Function and pressure in a centrifugal fan

Axial (propeller, turbine) fans produce much flow, but also noise, and typically give nowhere near enough pressure for an organ. We dismiss this fan type from the discussion and concentrate on the centrifugal fan in which a housing encloses a rotating impeller with vanes. The housing has an air intake near the hub of  the impeller and an output port near its periphery.

These vanes make the air follow the impeller rotation such that air is pressed toward the periphery by centrifugal force. Based on the basic centrifugal force formula G = m ω2 r (force G, mass m, angular speed ω, radius r) you can set up an integral for the pressure buildup from impeller hub out to perihery. Omitting tedious computational detail the integrated result comes out as a pressure Pc = ρ s2 / 2 (air density ρ, impeller periphery speed s). Now, additional to this pressure rise, the air in the housing outside the impeller also has received a tangential speed of the same magnitude s. If you block the fan output such that there is no airflow, this stagnation invokes an additional pressure rise of about the same magnitude Pc, but this time because of the Bernoulli relation between speed and dynamic pressure, see below.

The approximate rule-of-thumb result is that the pressure produced at zero flow is 2Pc = ρ s2. This very simple formula is shown in Fig 1 where s is derived from impeller diameter and rotational speed.

fan pressure vs speed and diameter
The vertical scale is for the benchmark static pressure obtainable from a single centrifugal fan, given rotation speed and impeller diameter.
◇ ◇ ◇
### TASK TO CARRY OUT:
Using the passage on centrifugal fans, answer:
1. Besides noise, what do axial fans produce a lot of?
2. Where on the housing is the air intake located?
3. What does the vertical scale of the figure represent?

### INFORMATION GIVEN:
◇ ◇ ◇
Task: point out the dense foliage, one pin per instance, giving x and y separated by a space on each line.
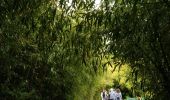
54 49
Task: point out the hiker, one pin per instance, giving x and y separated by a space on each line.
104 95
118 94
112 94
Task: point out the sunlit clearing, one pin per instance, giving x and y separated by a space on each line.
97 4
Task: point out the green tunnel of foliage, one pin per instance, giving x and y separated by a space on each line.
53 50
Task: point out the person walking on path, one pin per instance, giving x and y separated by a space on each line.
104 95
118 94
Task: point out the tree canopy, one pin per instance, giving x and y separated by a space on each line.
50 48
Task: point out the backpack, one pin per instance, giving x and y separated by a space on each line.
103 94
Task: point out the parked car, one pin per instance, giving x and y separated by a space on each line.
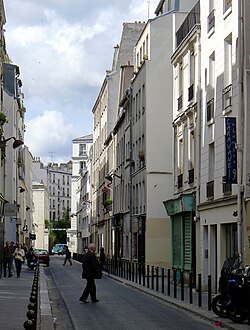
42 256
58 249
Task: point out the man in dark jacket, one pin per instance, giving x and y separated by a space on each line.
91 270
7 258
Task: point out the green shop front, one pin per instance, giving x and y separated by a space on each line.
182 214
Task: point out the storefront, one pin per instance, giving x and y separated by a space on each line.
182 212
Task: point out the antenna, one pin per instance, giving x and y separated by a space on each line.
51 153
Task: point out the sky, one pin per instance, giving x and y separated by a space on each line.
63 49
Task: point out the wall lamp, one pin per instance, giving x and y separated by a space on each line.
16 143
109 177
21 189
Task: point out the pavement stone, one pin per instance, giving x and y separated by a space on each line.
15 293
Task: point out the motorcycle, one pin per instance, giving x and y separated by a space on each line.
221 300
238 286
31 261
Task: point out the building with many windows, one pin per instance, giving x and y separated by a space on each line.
◇ ◇ ◇
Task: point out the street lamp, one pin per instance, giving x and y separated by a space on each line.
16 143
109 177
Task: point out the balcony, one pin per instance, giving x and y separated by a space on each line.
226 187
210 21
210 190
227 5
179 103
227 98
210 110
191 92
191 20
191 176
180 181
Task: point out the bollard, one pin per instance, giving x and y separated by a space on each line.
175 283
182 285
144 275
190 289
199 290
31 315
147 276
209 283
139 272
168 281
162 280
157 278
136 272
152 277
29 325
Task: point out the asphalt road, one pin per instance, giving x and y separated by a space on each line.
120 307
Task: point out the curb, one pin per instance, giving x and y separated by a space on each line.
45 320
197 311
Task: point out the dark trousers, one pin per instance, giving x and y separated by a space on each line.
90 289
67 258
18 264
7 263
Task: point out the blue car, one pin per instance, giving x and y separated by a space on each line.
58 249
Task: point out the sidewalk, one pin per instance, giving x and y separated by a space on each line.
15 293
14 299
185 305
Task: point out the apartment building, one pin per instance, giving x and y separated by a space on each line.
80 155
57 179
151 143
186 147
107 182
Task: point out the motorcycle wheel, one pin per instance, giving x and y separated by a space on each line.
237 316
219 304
◇ ◇ ◇
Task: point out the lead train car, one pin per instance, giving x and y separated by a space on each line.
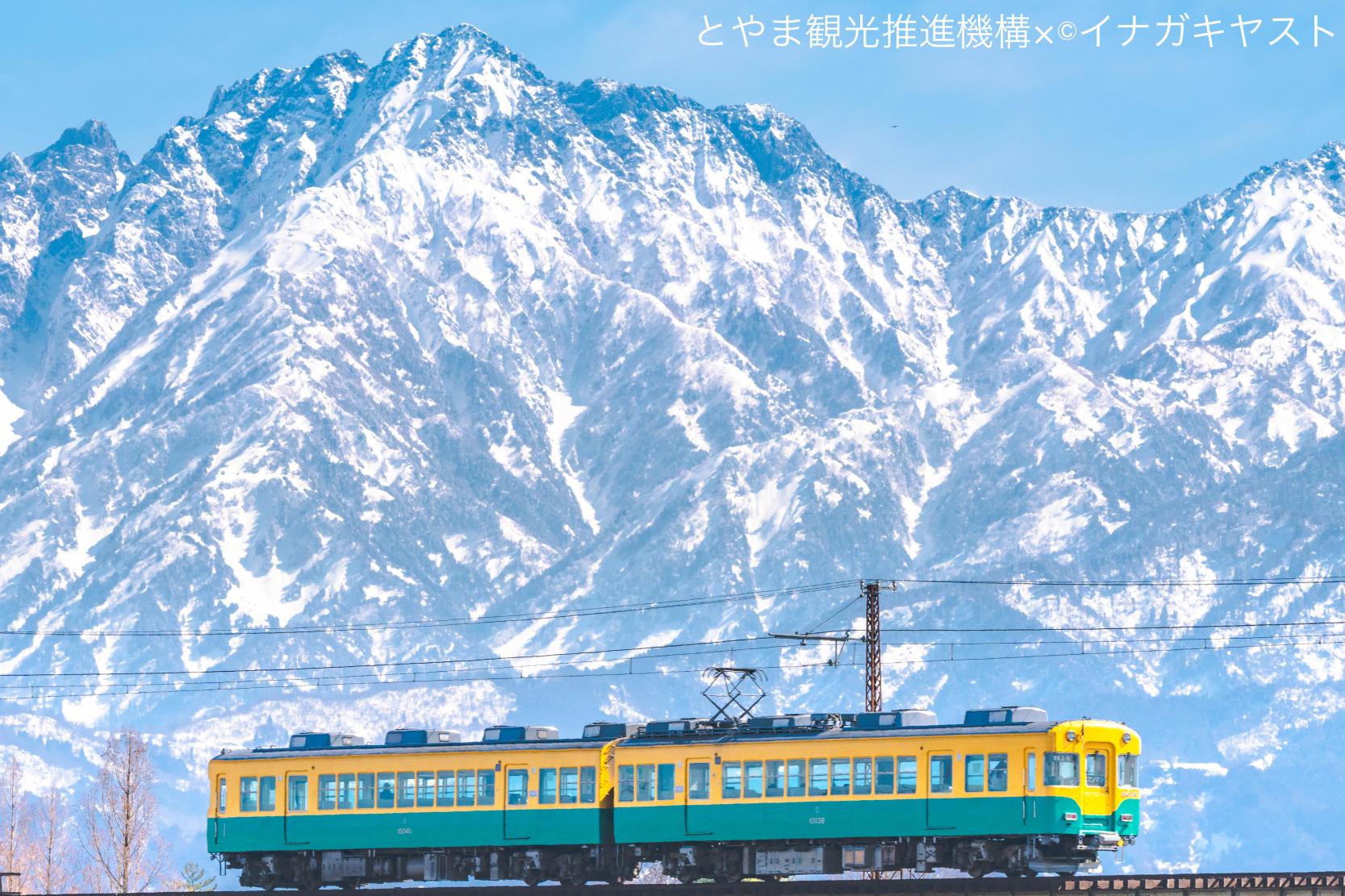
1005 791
◇ ◇ ◇
### COMPLETE ANSWER:
1. Flow.
2. Near the hub of the impeller.
3. The benchmark static pressure obtainable from a single centrifugal fan, given rotation speed and impeller diameter.